#### Aim
Rescale the listing between the lines holding "Target: sandy beach" and "pixel 828 653", inclusive: reproduce every line, requests too, but multiply each pixel coordinate in the answers by 1.6 and round to whole numbers, with halves rounding up. Leave the requests unchanged and give only these lines.

#### Given information
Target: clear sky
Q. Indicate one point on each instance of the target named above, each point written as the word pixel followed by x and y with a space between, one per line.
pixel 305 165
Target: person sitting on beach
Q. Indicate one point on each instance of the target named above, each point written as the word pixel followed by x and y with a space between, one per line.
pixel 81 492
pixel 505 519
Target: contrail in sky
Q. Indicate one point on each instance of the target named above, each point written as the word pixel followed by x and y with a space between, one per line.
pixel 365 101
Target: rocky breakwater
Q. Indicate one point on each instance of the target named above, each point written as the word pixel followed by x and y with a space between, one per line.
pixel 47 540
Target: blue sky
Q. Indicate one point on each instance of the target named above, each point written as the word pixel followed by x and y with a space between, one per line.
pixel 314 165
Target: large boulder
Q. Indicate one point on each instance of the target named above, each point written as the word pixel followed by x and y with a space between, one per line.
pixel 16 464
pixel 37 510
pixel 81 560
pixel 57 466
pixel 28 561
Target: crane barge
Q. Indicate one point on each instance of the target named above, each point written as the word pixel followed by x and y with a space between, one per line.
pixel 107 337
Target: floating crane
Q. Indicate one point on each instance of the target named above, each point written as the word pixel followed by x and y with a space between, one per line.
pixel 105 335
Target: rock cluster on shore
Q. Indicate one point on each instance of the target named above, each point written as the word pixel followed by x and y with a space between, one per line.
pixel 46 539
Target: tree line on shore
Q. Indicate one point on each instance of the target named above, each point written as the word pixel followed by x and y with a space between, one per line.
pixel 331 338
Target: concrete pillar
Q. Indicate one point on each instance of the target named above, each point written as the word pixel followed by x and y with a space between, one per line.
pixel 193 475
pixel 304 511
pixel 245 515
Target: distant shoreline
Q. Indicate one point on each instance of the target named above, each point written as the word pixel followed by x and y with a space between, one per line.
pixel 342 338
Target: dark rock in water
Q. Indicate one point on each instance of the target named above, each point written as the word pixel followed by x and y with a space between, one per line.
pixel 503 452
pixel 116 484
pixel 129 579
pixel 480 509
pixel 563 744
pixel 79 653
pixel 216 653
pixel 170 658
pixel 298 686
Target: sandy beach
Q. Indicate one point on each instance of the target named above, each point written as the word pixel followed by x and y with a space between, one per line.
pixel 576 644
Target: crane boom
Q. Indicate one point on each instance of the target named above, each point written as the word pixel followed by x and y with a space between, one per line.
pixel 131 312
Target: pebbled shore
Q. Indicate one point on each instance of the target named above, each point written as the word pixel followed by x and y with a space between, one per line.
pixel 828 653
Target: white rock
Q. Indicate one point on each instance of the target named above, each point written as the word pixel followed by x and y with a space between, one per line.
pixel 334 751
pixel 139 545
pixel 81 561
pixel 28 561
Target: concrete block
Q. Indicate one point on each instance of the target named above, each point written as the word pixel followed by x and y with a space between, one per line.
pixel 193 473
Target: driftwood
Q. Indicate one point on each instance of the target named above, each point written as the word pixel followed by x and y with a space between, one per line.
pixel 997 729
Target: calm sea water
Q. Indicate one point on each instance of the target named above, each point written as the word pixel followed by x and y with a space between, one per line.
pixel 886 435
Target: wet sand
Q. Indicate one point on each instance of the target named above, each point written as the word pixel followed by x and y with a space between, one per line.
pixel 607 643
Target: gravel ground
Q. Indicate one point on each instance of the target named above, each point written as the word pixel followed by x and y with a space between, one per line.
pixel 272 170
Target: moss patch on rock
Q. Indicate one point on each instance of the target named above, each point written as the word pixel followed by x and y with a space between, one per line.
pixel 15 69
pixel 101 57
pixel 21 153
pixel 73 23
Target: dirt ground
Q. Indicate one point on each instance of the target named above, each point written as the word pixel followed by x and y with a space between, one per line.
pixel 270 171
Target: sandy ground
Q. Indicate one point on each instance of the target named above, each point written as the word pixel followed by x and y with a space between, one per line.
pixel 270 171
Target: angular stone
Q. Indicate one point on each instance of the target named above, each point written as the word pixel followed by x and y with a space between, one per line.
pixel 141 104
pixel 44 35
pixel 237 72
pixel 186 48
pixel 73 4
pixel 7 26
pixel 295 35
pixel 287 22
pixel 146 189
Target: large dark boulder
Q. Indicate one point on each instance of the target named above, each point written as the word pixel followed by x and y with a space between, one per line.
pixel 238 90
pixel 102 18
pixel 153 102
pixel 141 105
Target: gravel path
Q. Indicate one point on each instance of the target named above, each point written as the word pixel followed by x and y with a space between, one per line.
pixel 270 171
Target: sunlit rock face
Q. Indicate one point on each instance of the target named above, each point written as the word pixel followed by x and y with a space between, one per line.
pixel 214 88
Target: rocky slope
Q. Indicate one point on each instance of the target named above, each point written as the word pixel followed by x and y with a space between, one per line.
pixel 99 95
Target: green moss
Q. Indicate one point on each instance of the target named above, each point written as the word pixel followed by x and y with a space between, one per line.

#### Solution below
Target: sandy beach
Q. Indicate one point on each instance of the target named above, each point written as the word pixel followed by x and y with a space between, one per line.
pixel 922 1030
Target: crane boom
Q. Indicate one point on each instance of the target named above, each point written as the word pixel followed by x and y with a space between, one per line.
pixel 210 499
Target: pebbled shore
Q. Indicate one point on each instance of the target named above, each point written as the word pixel followed by x and y with a space between, one per line.
pixel 1325 1045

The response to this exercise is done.